▶ [WHAT YOU ARE ASKED TO DO]
Locate each line of the material that contains "below", then return it.

▶ [INFORMATION SHOWN]
= Beginning of Section =

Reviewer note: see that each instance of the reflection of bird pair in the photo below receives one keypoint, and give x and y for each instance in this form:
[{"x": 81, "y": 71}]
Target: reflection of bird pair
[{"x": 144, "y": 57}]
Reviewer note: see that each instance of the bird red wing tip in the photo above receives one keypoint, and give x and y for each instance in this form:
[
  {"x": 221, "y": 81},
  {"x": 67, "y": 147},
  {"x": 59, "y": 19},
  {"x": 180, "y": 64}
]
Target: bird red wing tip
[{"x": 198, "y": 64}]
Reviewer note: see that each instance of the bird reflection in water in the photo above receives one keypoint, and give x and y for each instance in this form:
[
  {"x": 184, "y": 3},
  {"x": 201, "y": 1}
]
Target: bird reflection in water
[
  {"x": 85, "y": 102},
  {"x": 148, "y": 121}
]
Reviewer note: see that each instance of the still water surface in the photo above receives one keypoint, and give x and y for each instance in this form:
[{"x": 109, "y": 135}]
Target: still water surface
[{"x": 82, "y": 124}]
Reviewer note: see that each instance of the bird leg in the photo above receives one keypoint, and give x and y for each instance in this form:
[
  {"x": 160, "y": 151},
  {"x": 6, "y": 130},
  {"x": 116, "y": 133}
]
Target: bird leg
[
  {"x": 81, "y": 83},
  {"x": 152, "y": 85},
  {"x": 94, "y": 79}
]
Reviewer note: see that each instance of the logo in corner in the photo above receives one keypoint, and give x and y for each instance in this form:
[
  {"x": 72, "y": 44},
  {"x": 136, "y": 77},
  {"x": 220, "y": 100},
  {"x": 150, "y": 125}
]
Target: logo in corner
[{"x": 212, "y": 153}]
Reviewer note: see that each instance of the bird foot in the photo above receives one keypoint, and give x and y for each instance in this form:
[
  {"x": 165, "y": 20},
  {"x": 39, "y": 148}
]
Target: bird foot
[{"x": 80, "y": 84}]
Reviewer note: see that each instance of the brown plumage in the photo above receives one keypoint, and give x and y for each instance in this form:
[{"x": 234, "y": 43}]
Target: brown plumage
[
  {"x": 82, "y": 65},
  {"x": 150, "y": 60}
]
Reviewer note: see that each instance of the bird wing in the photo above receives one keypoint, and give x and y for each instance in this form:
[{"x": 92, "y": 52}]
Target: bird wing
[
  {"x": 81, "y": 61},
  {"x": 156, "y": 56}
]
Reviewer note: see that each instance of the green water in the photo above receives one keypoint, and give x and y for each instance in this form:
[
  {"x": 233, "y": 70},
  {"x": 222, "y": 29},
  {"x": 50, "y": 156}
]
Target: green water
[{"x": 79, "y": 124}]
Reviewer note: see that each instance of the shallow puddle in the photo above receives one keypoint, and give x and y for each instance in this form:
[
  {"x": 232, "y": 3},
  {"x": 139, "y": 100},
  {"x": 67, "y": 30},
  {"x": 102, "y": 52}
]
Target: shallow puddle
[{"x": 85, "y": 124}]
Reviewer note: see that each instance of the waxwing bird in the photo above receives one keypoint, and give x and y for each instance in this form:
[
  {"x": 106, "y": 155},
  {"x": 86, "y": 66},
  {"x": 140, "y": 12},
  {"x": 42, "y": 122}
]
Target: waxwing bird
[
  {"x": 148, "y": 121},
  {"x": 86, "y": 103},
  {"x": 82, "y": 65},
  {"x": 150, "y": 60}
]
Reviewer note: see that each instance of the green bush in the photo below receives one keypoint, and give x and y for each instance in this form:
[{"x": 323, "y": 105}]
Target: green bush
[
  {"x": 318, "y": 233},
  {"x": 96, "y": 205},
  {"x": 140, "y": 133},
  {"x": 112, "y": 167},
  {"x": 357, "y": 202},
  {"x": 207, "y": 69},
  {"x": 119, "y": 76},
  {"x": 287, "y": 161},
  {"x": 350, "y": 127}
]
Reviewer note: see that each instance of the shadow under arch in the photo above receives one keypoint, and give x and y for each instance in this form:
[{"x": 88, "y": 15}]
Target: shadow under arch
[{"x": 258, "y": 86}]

= End of Section =

▶ [RESPONSE BOX]
Reviewer note: see that each instance of the reflection of bird pair in the photo below receives one keypoint, and give x and y for each instance in this form:
Reviewer note: see that each instance of the green bush in the photo below receives one keypoint, and give x and y for each instance in this form:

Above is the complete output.